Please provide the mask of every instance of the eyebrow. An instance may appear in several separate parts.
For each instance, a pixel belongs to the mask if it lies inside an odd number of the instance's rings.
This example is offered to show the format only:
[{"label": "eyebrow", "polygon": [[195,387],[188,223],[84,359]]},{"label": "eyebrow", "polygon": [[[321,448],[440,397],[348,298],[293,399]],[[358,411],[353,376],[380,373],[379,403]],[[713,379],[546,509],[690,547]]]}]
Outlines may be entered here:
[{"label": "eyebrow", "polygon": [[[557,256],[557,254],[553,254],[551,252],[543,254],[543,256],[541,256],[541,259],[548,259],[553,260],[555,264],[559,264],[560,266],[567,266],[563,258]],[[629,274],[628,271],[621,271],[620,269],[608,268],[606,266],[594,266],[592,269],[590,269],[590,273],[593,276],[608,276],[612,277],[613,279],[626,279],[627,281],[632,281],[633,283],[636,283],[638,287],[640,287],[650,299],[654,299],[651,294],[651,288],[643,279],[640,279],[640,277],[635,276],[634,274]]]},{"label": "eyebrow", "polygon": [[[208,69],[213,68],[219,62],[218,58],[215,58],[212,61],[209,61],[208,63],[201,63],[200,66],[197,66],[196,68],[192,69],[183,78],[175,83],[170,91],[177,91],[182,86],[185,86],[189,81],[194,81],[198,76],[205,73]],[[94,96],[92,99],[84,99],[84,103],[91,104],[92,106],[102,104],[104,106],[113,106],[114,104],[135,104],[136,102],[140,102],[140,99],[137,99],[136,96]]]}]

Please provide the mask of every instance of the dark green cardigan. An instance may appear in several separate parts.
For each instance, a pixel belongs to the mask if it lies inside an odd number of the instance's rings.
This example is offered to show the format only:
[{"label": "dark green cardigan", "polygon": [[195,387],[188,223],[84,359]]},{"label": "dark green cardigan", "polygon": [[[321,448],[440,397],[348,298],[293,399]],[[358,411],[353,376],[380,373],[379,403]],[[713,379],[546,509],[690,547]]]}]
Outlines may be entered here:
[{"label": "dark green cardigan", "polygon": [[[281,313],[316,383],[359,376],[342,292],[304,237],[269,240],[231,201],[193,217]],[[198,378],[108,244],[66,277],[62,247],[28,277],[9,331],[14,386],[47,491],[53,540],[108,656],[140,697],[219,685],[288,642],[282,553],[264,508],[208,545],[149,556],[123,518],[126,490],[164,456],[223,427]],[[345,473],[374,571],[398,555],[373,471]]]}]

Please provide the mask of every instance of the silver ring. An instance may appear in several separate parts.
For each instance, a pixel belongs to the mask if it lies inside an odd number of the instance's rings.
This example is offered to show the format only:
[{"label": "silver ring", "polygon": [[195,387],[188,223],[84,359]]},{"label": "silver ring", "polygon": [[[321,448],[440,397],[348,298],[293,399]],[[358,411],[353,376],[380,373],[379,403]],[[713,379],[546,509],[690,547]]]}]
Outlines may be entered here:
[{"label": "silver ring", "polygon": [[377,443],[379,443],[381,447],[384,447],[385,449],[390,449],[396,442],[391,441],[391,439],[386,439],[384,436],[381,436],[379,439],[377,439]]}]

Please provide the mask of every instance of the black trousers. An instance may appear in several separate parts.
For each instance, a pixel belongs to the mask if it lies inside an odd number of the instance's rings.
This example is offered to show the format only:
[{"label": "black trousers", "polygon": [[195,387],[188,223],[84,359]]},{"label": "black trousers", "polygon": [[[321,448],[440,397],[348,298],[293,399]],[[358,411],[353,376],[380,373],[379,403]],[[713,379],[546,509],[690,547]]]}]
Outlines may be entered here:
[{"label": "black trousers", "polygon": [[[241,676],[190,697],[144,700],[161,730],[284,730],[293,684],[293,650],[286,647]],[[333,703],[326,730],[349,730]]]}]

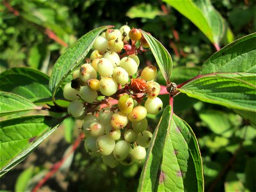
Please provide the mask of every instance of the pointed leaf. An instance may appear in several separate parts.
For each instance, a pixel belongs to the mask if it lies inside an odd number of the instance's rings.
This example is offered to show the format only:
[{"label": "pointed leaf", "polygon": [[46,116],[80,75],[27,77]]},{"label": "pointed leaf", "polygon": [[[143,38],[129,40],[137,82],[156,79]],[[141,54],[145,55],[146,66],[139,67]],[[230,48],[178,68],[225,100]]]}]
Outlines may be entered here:
[{"label": "pointed leaf", "polygon": [[[242,73],[237,76],[241,74]],[[255,74],[254,78],[256,78]],[[188,82],[179,90],[189,97],[204,102],[255,111],[256,86],[243,79],[223,77],[220,74],[202,76]]]},{"label": "pointed leaf", "polygon": [[15,113],[33,110],[33,102],[20,95],[0,92],[0,116]]},{"label": "pointed leaf", "polygon": [[166,49],[152,35],[147,34],[142,30],[141,33],[150,47],[150,50],[155,57],[156,61],[164,76],[166,84],[169,84],[171,82],[170,78],[173,66],[172,57],[170,53],[167,51]]},{"label": "pointed leaf", "polygon": [[138,191],[202,191],[202,159],[190,127],[168,106],[155,130]]},{"label": "pointed leaf", "polygon": [[56,129],[61,120],[36,115],[0,122],[0,175],[24,159]]},{"label": "pointed leaf", "polygon": [[50,90],[54,97],[58,88],[64,81],[68,74],[85,58],[98,35],[111,26],[102,26],[93,29],[79,38],[69,47],[54,64],[50,78]]},{"label": "pointed leaf", "polygon": [[49,77],[38,70],[12,68],[0,76],[0,90],[21,95],[31,101],[51,97]]},{"label": "pointed leaf", "polygon": [[207,0],[163,0],[189,19],[215,44],[218,44],[225,32],[221,15]]},{"label": "pointed leaf", "polygon": [[214,53],[200,74],[222,72],[256,73],[256,33],[245,36]]}]

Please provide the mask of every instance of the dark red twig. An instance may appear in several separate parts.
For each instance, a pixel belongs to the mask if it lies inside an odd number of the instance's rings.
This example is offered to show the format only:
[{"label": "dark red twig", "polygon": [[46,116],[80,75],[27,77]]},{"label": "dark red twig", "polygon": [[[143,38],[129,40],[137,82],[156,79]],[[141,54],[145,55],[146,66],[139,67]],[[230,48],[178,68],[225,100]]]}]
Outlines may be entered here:
[{"label": "dark red twig", "polygon": [[81,133],[79,136],[76,139],[73,144],[71,150],[61,160],[57,162],[52,165],[51,170],[46,174],[46,175],[37,184],[37,185],[33,189],[32,192],[37,191],[45,183],[50,179],[61,166],[63,163],[67,160],[67,159],[76,150],[76,149],[79,146],[81,139],[84,138],[84,134]]}]

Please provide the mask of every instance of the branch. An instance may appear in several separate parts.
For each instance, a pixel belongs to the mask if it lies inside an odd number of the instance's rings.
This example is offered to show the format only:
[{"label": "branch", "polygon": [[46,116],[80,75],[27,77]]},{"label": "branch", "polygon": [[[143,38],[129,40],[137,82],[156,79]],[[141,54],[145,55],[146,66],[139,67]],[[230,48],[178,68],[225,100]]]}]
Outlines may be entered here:
[{"label": "branch", "polygon": [[81,139],[83,138],[84,137],[84,135],[83,133],[82,133],[79,135],[79,136],[76,139],[76,140],[74,143],[71,150],[66,156],[65,156],[62,158],[61,160],[60,160],[60,161],[57,162],[56,163],[55,163],[54,164],[52,165],[52,166],[51,168],[51,170],[49,171],[40,181],[39,181],[39,182],[37,184],[37,185],[33,189],[32,192],[37,191],[45,183],[45,182],[47,181],[48,179],[50,179],[50,177],[52,176],[53,174],[54,174],[56,172],[58,172],[58,170],[60,169],[60,168],[61,166],[61,165],[64,163],[64,162],[67,160],[67,159],[79,146]]}]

### AIM OF THE EXERCISE
State how many lines in the listing above contain the word "several", and give only the number.

### CORRECT RESULT
7